Data items

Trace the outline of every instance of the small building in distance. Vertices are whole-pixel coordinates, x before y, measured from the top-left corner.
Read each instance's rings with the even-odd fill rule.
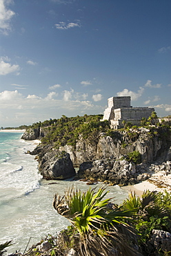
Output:
[[[154,108],[132,107],[130,106],[130,96],[111,97],[108,102],[108,107],[104,111],[102,120],[108,120],[111,129],[123,128],[123,121],[139,125],[142,118],[148,119],[154,111]]]

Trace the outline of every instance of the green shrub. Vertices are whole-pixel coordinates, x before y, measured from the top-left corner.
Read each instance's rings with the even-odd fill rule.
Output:
[[[138,151],[133,151],[128,154],[126,160],[137,165],[141,163],[141,154]]]

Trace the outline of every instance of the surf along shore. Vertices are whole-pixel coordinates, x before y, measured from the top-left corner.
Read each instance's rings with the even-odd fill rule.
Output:
[[[26,129],[0,129],[0,132],[14,132],[24,133]],[[34,140],[32,144],[38,145],[41,143],[40,140]],[[164,171],[160,171],[153,173],[151,177],[146,181],[140,182],[133,185],[127,185],[121,187],[124,190],[128,192],[135,192],[137,195],[141,196],[143,191],[150,190],[150,192],[157,191],[164,192],[167,190],[171,192],[171,174],[166,174]]]

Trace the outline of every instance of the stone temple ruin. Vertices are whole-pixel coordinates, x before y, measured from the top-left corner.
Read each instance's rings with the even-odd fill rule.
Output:
[[[132,107],[130,106],[130,96],[111,97],[108,99],[108,107],[105,109],[103,121],[110,122],[111,129],[123,127],[123,121],[130,122],[133,125],[139,125],[142,118],[148,119],[154,108]]]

§ GOAL OF THE EXERCISE
Arrange every line of the data items above as a numbered list, skipping blank lines and omitting the picture placeholder.

§ ANSWER TO THE EXERCISE
1. Trace the outline of every instance of the small building in distance. Vertices are whole-pixel coordinates, x before y, measured from the top-left corner.
2. Read each instance's rings with the even-odd fill rule.
3. Output:
4. [[[154,108],[132,107],[130,106],[130,96],[111,97],[108,102],[108,107],[104,111],[102,120],[108,120],[111,129],[123,128],[123,121],[139,125],[142,118],[148,119],[154,111]]]
5. Trace the outline of every instance of the green shrub. Vertices are whole-pixel coordinates, x before y, measured from the top-left corner.
6. Read each instance's rings with the even-odd fill rule.
7. Output:
8. [[[138,151],[133,151],[128,154],[126,160],[137,165],[141,163],[141,154]]]
9. Trace the outline of every instance of the surf along shore. Vertices are whole-pixel coordinates, x before y, measured from the top-left corner.
10. Read each instance's rings with the even-odd fill rule.
11. Output:
12. [[[26,129],[0,129],[0,132],[14,132],[24,133]],[[34,140],[32,144],[38,145],[41,143],[40,140]],[[164,171],[160,171],[153,173],[151,177],[146,181],[140,182],[133,185],[127,185],[121,187],[124,190],[128,192],[135,192],[137,195],[141,196],[143,191],[150,190],[150,192],[157,191],[164,192],[167,190],[171,192],[171,174],[166,174]]]
13. Trace the outline of every instance of the stone temple ruin. Vertices are whole-pixel coordinates, x before y, measured from the top-left corner.
14. Read each instance's rings with the even-odd fill rule.
15. Output:
16. [[[132,107],[130,106],[130,96],[111,97],[108,99],[108,107],[105,109],[103,121],[110,122],[111,129],[123,127],[123,121],[130,122],[133,125],[139,125],[142,118],[148,119],[154,108]]]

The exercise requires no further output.